She is full of contrast, more alive and closer to death than anyone I’ve known, like a Johnny Cash song or some theatre star. She owns attitude and humor beyond her 19 years, and when she tells me her story, she is humble and quiet and kind, shaped by the pain of a hundred lifetimes. I sit privileged but breaking as she shares. Her life has been so dark yet there is some soft hope in her words, and on consecutive evenings, I watch the prettiest girls in the room tell her that she’s beautiful. I think it’s God reminding her.

I’ve never walked this road, but I decide that if we’re going to run a five-day rehab, it is going to be the coolest in the country. It is going to be rock and roll. We start with the basics; lots of fun, too much Starbucks and way too many cigarettes.

Thursday night she is in the balcony for Band Marino, Orlando’s finest. They are indie-folk-fabulous, a movement disguised as a circus. She loves them and she smiles when I point out the A&R man from Atlantic Europe, in town from London just to catch this show.

She is in good seats when the Magic beat the Sonics the next night, screaming like a lifelong fan with every Dwight Howard dunk. On the way home, we stop for more coffee and books, Blue Like Jazz and (Anne Lamott’s) Travelling Mercies.

On Saturday, the Taste of Chaos tour is in town and I’m not even sure we can get in, but doors do open and minutes after parking, we are on stage for Thrice, one of her favorite bands. She stands ten feet from the drummer, smiling constantly. It is a bright moment there in the music, as light and rain collide above the stage. It feels like healing. It is certainly hope.

Sunday night is church and many gather after the service to pray for Renee, this her last night before entering rehab. Some are strangers but all are friends tonight. The prayers move from broken to bold, all encouraging. We’re talking to God but I think as much, we’re talking to her, telling her she’s loved, saying she does not go alone. One among us knows her best. Ryan sits in the corner strumming an acoustic guitar, singing songs she’s inspired.

- _PROVIDED MATERIAL_
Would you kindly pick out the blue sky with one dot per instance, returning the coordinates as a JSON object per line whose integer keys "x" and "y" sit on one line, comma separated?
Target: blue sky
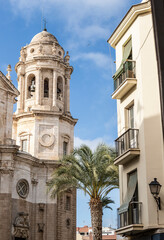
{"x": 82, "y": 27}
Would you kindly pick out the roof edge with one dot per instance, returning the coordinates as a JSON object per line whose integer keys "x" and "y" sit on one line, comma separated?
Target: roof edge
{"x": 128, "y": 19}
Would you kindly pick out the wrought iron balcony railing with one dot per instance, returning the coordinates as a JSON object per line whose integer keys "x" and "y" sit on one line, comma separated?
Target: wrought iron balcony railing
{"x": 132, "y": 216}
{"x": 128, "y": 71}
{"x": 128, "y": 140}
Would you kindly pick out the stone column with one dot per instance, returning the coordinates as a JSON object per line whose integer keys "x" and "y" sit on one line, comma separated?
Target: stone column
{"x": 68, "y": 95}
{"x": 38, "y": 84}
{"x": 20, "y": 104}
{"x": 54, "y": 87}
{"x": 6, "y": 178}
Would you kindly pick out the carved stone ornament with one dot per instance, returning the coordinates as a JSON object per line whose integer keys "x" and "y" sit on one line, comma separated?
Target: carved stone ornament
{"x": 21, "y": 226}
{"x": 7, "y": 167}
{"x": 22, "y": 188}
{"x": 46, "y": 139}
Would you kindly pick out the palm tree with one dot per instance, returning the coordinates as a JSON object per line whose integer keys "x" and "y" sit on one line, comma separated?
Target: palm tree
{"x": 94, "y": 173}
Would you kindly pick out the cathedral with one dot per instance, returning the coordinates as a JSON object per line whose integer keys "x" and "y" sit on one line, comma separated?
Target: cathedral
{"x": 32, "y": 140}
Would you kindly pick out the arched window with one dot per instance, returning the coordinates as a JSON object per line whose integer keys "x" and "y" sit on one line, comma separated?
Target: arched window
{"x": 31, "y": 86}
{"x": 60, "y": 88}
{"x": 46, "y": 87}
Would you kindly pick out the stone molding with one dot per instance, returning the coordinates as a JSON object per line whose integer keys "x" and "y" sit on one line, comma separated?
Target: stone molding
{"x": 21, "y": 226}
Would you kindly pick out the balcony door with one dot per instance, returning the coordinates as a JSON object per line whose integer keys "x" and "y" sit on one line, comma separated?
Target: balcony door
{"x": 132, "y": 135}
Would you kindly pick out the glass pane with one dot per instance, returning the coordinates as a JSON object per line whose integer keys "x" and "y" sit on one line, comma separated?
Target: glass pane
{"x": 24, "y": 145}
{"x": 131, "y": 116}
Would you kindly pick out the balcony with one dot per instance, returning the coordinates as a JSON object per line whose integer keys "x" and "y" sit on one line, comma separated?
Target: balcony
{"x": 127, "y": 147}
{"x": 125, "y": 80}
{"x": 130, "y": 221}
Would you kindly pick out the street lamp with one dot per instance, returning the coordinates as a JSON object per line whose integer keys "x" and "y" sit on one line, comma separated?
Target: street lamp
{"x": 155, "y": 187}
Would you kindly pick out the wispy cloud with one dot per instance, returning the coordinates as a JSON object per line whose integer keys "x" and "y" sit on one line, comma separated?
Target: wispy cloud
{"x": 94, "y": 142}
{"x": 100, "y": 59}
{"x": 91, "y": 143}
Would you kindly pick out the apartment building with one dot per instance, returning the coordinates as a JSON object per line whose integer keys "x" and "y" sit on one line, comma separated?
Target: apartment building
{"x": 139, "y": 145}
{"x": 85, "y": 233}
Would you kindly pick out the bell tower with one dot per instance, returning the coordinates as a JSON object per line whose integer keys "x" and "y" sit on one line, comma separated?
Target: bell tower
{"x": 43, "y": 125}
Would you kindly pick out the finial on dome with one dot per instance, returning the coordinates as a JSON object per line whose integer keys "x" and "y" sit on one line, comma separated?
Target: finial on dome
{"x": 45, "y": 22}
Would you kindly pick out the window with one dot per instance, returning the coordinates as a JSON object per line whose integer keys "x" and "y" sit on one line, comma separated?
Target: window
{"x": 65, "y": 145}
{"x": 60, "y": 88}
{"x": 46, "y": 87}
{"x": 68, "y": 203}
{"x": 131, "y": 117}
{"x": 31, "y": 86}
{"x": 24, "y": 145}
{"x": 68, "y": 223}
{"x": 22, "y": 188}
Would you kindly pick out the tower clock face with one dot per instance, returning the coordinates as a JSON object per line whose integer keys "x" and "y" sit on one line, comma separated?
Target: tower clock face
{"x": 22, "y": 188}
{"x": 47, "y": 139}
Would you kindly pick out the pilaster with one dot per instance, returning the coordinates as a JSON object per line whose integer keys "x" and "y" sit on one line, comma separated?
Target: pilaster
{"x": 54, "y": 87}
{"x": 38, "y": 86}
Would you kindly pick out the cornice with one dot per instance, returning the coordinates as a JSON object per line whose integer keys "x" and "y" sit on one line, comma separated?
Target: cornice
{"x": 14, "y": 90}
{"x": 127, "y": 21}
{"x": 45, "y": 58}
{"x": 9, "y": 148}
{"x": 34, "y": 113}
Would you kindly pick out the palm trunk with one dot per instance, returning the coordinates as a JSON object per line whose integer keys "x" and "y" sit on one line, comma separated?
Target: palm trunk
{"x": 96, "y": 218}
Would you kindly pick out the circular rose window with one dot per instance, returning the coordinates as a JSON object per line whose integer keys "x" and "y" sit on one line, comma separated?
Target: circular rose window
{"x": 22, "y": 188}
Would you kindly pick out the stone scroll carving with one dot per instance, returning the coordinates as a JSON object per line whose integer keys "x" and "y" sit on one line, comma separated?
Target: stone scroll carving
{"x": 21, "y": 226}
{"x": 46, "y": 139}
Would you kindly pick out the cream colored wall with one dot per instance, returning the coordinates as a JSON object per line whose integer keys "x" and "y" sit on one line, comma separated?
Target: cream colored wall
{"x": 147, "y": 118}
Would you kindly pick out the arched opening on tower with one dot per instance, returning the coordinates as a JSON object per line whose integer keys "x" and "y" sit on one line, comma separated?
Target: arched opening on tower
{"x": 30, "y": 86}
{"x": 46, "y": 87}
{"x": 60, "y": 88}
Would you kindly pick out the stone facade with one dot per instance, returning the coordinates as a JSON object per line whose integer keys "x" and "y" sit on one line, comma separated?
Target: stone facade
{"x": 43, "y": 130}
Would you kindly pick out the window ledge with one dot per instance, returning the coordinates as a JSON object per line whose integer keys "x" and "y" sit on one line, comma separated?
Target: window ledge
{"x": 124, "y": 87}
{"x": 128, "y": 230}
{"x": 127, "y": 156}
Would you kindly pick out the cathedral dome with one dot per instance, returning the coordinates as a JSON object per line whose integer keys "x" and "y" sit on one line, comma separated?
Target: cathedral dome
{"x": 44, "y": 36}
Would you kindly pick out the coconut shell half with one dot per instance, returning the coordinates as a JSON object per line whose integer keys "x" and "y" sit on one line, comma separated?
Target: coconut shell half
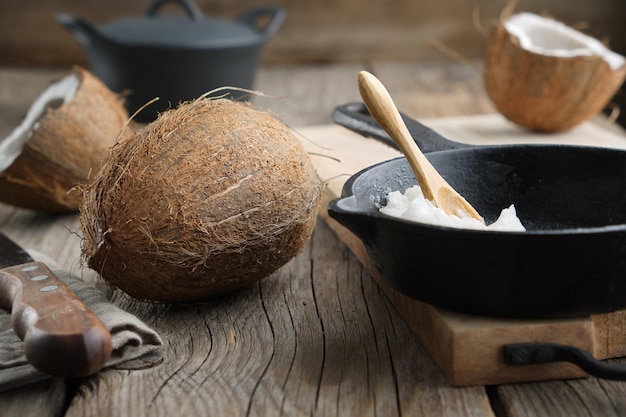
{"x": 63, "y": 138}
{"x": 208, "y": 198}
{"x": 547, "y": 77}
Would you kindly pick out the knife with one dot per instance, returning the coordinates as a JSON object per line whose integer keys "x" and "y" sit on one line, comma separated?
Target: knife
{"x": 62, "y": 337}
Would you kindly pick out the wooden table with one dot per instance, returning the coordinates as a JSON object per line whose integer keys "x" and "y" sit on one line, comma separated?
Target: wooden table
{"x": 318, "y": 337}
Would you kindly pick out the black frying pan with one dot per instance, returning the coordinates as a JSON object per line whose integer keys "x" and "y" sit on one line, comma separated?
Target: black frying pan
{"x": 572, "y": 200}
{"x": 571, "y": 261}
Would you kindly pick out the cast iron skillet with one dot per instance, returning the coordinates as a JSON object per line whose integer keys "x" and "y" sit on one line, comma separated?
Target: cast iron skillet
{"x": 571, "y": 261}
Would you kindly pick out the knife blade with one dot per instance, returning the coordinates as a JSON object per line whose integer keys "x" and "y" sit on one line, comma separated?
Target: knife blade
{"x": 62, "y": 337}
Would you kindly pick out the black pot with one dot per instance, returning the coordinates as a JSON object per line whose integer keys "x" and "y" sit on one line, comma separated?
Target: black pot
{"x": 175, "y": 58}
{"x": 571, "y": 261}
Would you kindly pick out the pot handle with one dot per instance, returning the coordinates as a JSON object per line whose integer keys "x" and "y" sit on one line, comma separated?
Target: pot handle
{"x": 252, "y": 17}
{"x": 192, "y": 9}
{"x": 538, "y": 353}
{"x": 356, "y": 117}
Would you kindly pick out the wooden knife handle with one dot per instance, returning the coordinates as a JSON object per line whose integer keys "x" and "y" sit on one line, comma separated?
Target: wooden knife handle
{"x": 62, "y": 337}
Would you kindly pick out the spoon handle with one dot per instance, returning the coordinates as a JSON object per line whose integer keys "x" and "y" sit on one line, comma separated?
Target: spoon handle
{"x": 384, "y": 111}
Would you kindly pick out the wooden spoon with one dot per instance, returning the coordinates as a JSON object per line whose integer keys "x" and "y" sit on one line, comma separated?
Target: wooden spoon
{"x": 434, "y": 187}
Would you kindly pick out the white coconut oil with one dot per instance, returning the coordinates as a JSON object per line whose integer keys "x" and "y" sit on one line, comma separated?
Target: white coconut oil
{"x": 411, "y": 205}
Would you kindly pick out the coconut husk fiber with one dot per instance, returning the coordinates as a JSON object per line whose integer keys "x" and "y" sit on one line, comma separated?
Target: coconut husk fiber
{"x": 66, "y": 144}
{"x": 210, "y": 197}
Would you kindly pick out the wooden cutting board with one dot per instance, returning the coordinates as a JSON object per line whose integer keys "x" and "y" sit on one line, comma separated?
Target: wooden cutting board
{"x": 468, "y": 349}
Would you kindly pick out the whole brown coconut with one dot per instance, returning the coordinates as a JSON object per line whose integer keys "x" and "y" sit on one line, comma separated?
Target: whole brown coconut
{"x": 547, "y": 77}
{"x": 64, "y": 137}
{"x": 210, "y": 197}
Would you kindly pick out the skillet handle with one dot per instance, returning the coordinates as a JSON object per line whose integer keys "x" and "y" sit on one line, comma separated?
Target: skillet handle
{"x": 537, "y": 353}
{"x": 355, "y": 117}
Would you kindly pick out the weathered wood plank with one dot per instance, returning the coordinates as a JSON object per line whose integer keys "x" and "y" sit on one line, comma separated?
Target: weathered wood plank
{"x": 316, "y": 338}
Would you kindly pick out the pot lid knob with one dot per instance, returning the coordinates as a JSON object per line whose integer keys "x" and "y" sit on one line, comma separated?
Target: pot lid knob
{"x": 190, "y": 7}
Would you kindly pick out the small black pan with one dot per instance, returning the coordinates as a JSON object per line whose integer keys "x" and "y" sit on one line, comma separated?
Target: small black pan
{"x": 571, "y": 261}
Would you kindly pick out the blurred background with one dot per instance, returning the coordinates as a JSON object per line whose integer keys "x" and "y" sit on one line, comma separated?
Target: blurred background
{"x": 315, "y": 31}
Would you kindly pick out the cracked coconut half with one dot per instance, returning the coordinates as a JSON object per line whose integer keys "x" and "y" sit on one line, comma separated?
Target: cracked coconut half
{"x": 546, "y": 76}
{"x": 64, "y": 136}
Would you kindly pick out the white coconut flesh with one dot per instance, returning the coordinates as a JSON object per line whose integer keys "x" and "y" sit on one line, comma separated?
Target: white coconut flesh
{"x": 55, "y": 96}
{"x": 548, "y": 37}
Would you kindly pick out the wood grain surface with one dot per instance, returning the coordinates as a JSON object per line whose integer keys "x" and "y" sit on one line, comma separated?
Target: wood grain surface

- _SET OF TASKS_
1. Please decide whether each statement below agrees with the passage about Renee, answering yes or no and quoting the words of the passage that settle it: (a) Band Marino is described as being from Orlando. (b) The Magic lost to the Sonics. (c) She is 19 years old.
2. In the passage about Renee, which band do they watch from the stage at the Taste of Chaos tour?
3. Reproduce word for word a section of the passage about Renee: begin at the words "She is in good" and stop after "Lamott’s) Travelling Mercies.".

- _RESPONSES TO THE EXERCISE_
1.
(a) Yes: "Band Marino, Orlando’s finest."
(b) No: "the Magic beat the Sonics the next night"
(c) Yes: "She owns attitude and humor beyond her 19 years"

2. Thrice, one of her favorite bands.

3.
She is in good seats when the Magic beat the Sonics the next night, screaming like a lifelong fan with every Dwight Howard dunk. On the way home, we stop for more coffee and books, Blue Like Jazz and (Anne Lamott’s) Travelling Mercies.